Tangent line - a line that touches one point in a curve; it is the instantaneous rate of change of that single point in the curve

Secant line - a line that connects with two points in a curve; it is the average rate of change between the two points of the curve

  • choose variable x before and after the x used to calculate the tangent line

  • you want to understand how the slope behaves as you get closer to the tangent slope (reference the function of limit)

  • use formula (y2 - y1) / (x2 - x1)

Example: f(x) = x^3

  1. Derivative ▸ f’(x) = 3x^2 or f’’(x) = 6x

  2. Slope of tangent line at x = 2▸mtan = f(2) = 12

  3. Slope of secant line at [1, 3] ▸ msec = (y2 - y1) / (x2 - x1) = (f(3)-f(1)) / (3 - 1) = 13

  4. Slope of secant line at [1.9, 2.1] ▸ msec = 12.01

  5. lim x→2 ((fx) - f(2)) / (x - 2)
    lim x→2 (x^3 - 8) / (x - 2) (factor difference of cubes)
    lim x→2((x - 2)(x^2 + 2x + 4))/(x - 2) (cancel out the (x - 2))
    lim x→2 (x^2 + 2x + 4) = 12

Maxima / Minima
Where the slope of the tangent line to the function is zero. Local maxima/minima references to a particular interval, while absolute maxima/minima is the highest/lowest point of the entire domain. There can be multiple points for local but only one absolute.

Steps to find the local min/max:

  1. Set the derivative equal to zero and solve for x or the critical value(s)

  2. Plug in an x value that’s higher and lower into f’(x) to figure out the direction of the slope (negative to positive means minimum, positive to negative means maximum).

  3. If the slope is zero at the critical point x = c (f’(x)=0), then find the second derivative f’’(x).

  4. Plug in the min/max x value into the original function f(x) to find the y-value

  5. Final answer would be that the local min/max is located at (x, y)


Gramma & Beta Functions

Factorial - denoted by (!); the product of all positive integers less than or equal to n; exception for zero 0! = 1; formula is z! = z(z - 1)(z - 2)…1

Gamma Function (Γ) - also “Euler's integral of second kind”; the analytic continuation (a technique to extend the domain of definition of a given analytic function) of the factorial defined at Γ(n)=(n−1)! or Γ(z+1)=zΓ(z) - see proof of integration by parts on the right
But why extend? Factorials can only calculate non-negative integers (a discrete set), and the Gamma function helps generalize the factorial into more complex numbers (a continuous set)

  • Formula is Γ(z) = lim 0→∞ ∫x^(z-1)e^-x dx

  • Or also Γ(z+1) = lim 0→∞ ∫(x^z)(e^-x) dx

  • When z is a real number Γ(z+1) = z! or Γ(z) = (z - 1)!

  • Defined for all complex numbers except for non-positive integers; accepted inputs are 3, 4.5, -7.2

  • Interpolates the factorial function to non-integer values; i.e., it fills in the gaps between the factorial points

  • useful for defining several probability distributions, such as Gamma distribution, Chi-squared distribution, Student's t-distribution, and Beta distribution; these distributions are used for Hypothesis Testing, Bayesian Analysis, building statistical models like LDA (Latent Dirichlet Allocation), and in stochastic processes.

(Entries from a point annotation set)
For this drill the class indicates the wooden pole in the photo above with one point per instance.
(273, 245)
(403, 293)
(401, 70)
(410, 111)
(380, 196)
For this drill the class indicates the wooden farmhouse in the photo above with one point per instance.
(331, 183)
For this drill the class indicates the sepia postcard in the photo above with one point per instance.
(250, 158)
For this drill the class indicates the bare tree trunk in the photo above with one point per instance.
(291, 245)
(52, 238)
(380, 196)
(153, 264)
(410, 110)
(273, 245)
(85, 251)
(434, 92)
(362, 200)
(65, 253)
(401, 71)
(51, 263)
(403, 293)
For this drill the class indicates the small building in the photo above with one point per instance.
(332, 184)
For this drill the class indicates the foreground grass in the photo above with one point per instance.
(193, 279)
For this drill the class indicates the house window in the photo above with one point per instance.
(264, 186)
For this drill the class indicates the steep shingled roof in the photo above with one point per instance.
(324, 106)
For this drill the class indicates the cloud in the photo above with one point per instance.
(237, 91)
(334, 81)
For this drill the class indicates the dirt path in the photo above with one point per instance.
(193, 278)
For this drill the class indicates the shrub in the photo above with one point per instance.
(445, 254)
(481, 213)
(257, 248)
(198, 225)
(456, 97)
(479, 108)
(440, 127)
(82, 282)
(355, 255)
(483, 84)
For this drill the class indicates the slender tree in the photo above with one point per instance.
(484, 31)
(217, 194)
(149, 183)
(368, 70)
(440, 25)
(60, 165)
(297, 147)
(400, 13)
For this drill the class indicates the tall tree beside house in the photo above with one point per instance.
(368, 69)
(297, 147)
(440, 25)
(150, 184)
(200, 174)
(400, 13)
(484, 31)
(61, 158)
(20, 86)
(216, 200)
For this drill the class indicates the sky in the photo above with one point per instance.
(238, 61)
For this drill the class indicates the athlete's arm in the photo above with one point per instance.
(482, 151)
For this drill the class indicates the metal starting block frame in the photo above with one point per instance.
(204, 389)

→ Task instructions
- A) Return the part of the calculus notes from "4. Slope of" up to and including "only one absolute.", word for word.
- B) What other name do the calculus notes give for the Gamma function?
This material comes from a different source.

→ Answers per task
- A)
4. Slope of secant line at [1.9, 2.1] ▸ msec = 12.01

  5. lim x→2 ((fx) - f(2)) / (x - 2)
    lim x→2 (x^3 - 8) / (x - 2) (factor difference of cubes)
    lim x→2((x - 2)(x^2 + 2x + 4))/(x - 2) (cancel out the (x - 2))
    lim x→2 (x^2 + 2x + 4) = 12

Maxima / Minima
Where the slope of the tangent line to the function is zero. Local maxima/minima references to a particular interval, while absolute maxima/minima is the highest/lowest point of the entire domain. There can be multiple points for local but only one absolute.

- B) Euler's integral of second kind